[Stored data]
"""

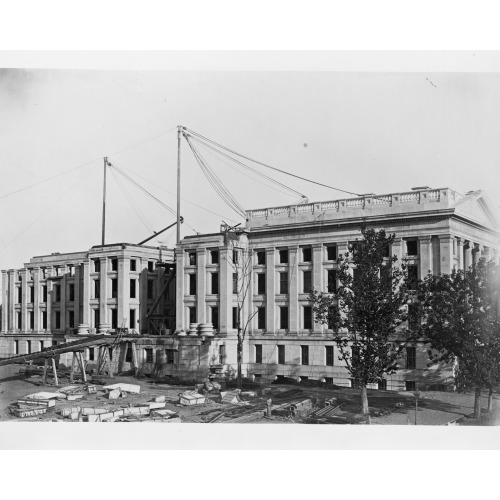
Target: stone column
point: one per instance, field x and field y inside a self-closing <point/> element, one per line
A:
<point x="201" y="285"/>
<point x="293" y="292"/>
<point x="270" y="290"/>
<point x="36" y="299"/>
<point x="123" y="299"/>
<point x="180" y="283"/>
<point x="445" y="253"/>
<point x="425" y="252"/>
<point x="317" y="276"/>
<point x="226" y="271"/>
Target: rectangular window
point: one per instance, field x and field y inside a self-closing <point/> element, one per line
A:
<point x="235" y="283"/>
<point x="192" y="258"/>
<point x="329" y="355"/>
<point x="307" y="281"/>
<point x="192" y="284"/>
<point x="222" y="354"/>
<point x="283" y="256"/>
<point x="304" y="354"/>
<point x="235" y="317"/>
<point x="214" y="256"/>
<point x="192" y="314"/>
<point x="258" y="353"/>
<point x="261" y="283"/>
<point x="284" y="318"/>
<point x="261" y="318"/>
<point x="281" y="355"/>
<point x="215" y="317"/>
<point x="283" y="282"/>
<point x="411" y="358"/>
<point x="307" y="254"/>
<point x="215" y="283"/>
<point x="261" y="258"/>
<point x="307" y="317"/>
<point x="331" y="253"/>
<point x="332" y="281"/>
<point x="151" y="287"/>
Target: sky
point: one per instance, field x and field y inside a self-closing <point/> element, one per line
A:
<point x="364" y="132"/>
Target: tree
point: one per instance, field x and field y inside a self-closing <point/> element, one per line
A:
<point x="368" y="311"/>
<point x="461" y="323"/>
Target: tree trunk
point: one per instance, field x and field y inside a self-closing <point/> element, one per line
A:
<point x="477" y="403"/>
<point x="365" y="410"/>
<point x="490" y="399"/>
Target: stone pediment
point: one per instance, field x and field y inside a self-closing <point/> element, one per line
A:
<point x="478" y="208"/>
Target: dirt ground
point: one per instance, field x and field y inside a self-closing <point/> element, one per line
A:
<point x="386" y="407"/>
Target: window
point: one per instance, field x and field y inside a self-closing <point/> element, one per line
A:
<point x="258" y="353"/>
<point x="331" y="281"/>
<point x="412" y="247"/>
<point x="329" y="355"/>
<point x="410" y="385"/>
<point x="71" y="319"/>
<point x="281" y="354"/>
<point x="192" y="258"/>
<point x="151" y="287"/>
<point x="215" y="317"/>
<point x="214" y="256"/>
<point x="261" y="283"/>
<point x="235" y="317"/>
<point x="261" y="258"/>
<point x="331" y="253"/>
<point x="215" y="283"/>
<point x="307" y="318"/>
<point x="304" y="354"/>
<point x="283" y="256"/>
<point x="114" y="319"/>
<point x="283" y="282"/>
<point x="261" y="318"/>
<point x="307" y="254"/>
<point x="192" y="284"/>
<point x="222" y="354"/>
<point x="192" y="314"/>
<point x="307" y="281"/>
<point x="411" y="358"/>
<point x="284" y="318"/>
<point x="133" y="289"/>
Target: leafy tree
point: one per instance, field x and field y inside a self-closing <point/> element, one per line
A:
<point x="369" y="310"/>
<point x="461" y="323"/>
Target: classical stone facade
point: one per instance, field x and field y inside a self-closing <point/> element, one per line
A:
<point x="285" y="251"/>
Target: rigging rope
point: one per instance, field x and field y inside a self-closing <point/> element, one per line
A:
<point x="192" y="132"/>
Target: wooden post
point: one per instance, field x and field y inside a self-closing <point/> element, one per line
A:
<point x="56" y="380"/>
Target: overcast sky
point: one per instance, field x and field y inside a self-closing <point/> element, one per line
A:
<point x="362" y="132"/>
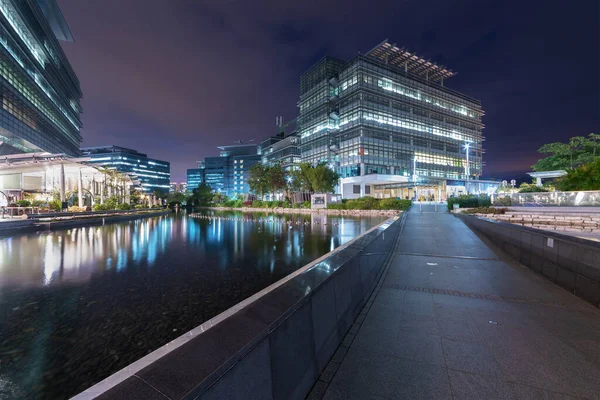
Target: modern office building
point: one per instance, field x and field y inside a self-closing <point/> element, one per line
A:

"""

» **WHAT THIS TASK INVOLVES**
Reproduce all of the stored data above with "one per instance" replaced by "one per object" wherever it occurs, keeping everything else the same. Leave the pictures out of your answer.

» **SOLUTION TO THE PROBLEM**
Target: stone column
point: one per object, field x and field y inside a self-closing <point/> element, one per line
A:
<point x="201" y="285"/>
<point x="293" y="292"/>
<point x="270" y="290"/>
<point x="36" y="299"/>
<point x="123" y="299"/>
<point x="180" y="283"/>
<point x="445" y="253"/>
<point x="425" y="252"/>
<point x="317" y="276"/>
<point x="226" y="271"/>
Target: rectangular window
point: one per object, field x and field y inside a self-closing <point/> element, one per line
A:
<point x="235" y="283"/>
<point x="192" y="258"/>
<point x="329" y="355"/>
<point x="307" y="281"/>
<point x="192" y="284"/>
<point x="222" y="354"/>
<point x="283" y="256"/>
<point x="304" y="354"/>
<point x="235" y="317"/>
<point x="214" y="256"/>
<point x="192" y="314"/>
<point x="258" y="353"/>
<point x="261" y="283"/>
<point x="284" y="318"/>
<point x="261" y="318"/>
<point x="281" y="355"/>
<point x="215" y="317"/>
<point x="283" y="282"/>
<point x="411" y="358"/>
<point x="307" y="254"/>
<point x="215" y="283"/>
<point x="261" y="258"/>
<point x="307" y="317"/>
<point x="331" y="253"/>
<point x="332" y="281"/>
<point x="151" y="287"/>
Target: sky
point: one per object, field x and field y inside a self-closing <point/> element, one per line
A:
<point x="364" y="132"/>
Target: tree
point: one per object, field x and field y inside a self-closing <point/> element, one per line
A:
<point x="368" y="311"/>
<point x="461" y="323"/>
Target: tree trunk
point: one per object, field x and field y inside a self-closing <point/> element, one per line
A:
<point x="477" y="403"/>
<point x="365" y="410"/>
<point x="490" y="399"/>
Target: stone pediment
point: one per object, field x and field y inside a self-closing <point/> element, one per line
A:
<point x="478" y="208"/>
Target: dirt ground
point: one per object, field x and field y inside a self-closing <point/> element, one per line
A:
<point x="386" y="407"/>
Target: window
point: one per object, field x and field y inside a self-closing <point/> element, one per line
A:
<point x="258" y="353"/>
<point x="331" y="281"/>
<point x="412" y="247"/>
<point x="329" y="355"/>
<point x="410" y="385"/>
<point x="71" y="319"/>
<point x="281" y="354"/>
<point x="192" y="258"/>
<point x="151" y="287"/>
<point x="215" y="317"/>
<point x="214" y="256"/>
<point x="261" y="283"/>
<point x="235" y="317"/>
<point x="261" y="258"/>
<point x="331" y="253"/>
<point x="215" y="283"/>
<point x="307" y="318"/>
<point x="304" y="354"/>
<point x="283" y="256"/>
<point x="114" y="319"/>
<point x="283" y="282"/>
<point x="261" y="318"/>
<point x="307" y="254"/>
<point x="192" y="284"/>
<point x="222" y="354"/>
<point x="192" y="314"/>
<point x="307" y="281"/>
<point x="411" y="358"/>
<point x="284" y="318"/>
<point x="133" y="289"/>
Target: leafy tree
point: one per object, field x and field y inside a self-closing <point/> element, one per line
A:
<point x="369" y="310"/>
<point x="461" y="323"/>
Target: classical stone facade
point: one per object, field x and field y inside a self-closing <point/> element, one per line
A:
<point x="285" y="251"/>
Target: rigging rope
point: one per object, field x and field y inside a self-closing <point/> element, one per line
A:
<point x="192" y="132"/>
Target: wooden post
point: one per object, field x and field y inside a self-closing <point/> element, one per line
A:
<point x="56" y="380"/>
Target: overcast sky
point: one per object, field x and field y inside a self-closing <point/> element, one per line
A:
<point x="362" y="132"/>
Target: modern office building
point: one per object, field x and field y inside a self-closing <point/> element, one per line
A:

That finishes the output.